Experts have assessed which foods add and shorten life spans – nuts add 26 minutes and salmon 16 minutes but hotdog removes 36 minutes.
Every hotdog a person eats shortens their life by 36 minutes, according to a new study done.
However, a person can also add minutes to their healthy life expectancy by eating better foods. A portion of nuts, for example, adds almost 26 minutes, while a peanut butter and jam sandwich gives a person more than half an hour extra life.
Questioning the researchers
The findings come from experts at the University of Michigan who created a standardized way of assessing the carbon footprint and nutritional impact of almost 6,000 foods.
Their Health Nutritional Index was centred around finding a way to calculate the direct influence of various meals, snacks and drinks. It works by calculating the health burden of one gram of any food, and then scaling this up to a standard serving size.
“For example, we found that, on average, 0.45 minutes are lost per gram of any processed meat that a person eats in the US,” the study authors wrote.
“The 61 grams of processed meat in a hotdog sandwich results in 27 minutes of healthy life lost due to this amount of processed meat alone.
“Then, when considering the other risk factors, like the sodium and trans fatty acids inside the hotdog – counterbalanced by the benefit of its polyunsaturated fat and fibers – we arrived at the final value of 36 minutes of healthy life lost per hotdog.”
But each item of food contributes to a unique equation and a person does not need to make wholesale dietary changes to reap the rewards, researchers said.

Records shown =>
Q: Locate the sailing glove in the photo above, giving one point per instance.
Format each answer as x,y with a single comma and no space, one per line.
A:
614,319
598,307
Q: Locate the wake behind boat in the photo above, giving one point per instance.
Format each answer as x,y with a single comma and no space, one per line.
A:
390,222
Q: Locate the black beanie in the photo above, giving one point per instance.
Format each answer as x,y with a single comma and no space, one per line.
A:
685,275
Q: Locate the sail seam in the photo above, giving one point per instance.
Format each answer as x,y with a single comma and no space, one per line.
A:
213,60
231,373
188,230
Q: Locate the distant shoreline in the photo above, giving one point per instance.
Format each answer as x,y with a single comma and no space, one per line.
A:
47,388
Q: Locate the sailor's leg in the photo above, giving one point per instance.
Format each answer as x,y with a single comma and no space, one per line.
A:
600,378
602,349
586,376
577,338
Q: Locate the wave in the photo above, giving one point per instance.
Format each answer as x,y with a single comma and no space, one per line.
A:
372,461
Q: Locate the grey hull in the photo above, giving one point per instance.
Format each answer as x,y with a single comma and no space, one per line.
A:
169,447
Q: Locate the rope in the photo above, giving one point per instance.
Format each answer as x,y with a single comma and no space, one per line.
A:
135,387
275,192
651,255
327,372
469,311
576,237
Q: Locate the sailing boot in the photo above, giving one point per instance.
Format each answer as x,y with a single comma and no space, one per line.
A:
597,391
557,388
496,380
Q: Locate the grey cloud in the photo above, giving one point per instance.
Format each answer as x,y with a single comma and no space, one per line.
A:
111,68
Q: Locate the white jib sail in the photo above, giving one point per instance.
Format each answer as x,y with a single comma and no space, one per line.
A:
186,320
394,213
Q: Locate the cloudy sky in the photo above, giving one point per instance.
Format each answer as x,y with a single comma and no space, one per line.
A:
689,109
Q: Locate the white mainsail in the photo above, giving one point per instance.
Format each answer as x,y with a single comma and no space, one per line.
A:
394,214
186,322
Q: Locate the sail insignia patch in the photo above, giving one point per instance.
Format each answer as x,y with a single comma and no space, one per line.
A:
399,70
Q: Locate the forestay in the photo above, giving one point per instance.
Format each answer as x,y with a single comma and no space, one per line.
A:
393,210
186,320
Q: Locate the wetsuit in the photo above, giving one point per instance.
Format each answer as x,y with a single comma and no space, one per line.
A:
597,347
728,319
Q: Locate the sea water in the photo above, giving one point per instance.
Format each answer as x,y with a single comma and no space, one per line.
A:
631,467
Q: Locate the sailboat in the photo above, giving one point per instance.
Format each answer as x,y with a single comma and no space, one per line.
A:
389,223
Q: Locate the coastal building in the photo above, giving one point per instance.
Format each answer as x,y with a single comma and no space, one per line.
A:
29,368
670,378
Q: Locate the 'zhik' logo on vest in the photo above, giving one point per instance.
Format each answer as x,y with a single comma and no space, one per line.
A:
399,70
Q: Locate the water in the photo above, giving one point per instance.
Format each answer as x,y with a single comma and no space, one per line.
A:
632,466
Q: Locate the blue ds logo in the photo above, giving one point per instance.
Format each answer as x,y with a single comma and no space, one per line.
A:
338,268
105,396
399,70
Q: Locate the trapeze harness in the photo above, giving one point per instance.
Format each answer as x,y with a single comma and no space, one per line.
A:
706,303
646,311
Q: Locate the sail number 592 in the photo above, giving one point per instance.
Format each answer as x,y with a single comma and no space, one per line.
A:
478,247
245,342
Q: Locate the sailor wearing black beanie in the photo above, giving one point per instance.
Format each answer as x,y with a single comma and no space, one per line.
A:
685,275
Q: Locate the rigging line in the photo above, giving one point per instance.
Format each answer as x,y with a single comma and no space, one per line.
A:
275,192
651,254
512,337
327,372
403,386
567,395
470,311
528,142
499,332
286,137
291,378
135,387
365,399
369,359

Exercise => Resume the article on how individual foods add or subtract minutes of healthy life, continuing from the end of its final paragraph.

Your response =>
For example, if a meat-eater decides to replace 10 per cent of their daily calories – 250 for men and 200 for women – with nuts, fruits and vegetables instead of processed meat or beef, they will gain 48 minutes of healthy life every day they stick to this change.
This simple adjustment, the researchers said, also has clear environmental benefits and slashes a person’s daily dietary carbon footprint by a third.
The study, published in the journal Nature Food, is based around healthy life expectancy, which is the length of time a person has a good quality of life and is disease free.
How to replace a hotdog
“The urgency of dietary changes to improve human health and the environment is clear,” said Prof Olivier Jolliet, study author from the University of Michigan.
“Our findings demonstrate that small targeted substitutions offer a feasible and powerful strategy to achieve significant health and environmental benefits without requiring dramatic dietary shifts.”
The Health Nutritional Index takes into account all aspects of a product’s life cycle, including how it is produced, harvested, processed, consumed and disposed of, as well as how calorific and nutritionally beneficial or detrimental a food was.
Researchers gave each food a traffic light rating based on the results of their analysis which indicated whether people should eat more, less, or about the same.
Salmon scored well for nutritional impact, achieving a green label and adding 16 minutes to a person’s healthy life. However, it got a red for environmental impact, and therefore a red overall, with people encouraged to decrease their consumption of the oily fish.
Start Eating Healthy
Chilli con carne with beans is another example of a food being bad for the environment, but good for health.
Cola, on the other hand, got a red for nutrition – thieving 12.5 minutes of life per drink – but a green for environmental impact, but this still led to a recommendation to decrease how much a person consumes.
Foods are only recommended if they scored a green for both nutrition and environment. All of the green dishes are meat-free, with plenty of fish, bean and nut-based items.
“Previous studies have often reduced their findings to a plant versus animal-based foods discussion,” said Katerina Stylianou, the lead author of the study.
“Although we find that plant-based foods generally perform better, there are considerable variations within both plant-based and animal-based foods.”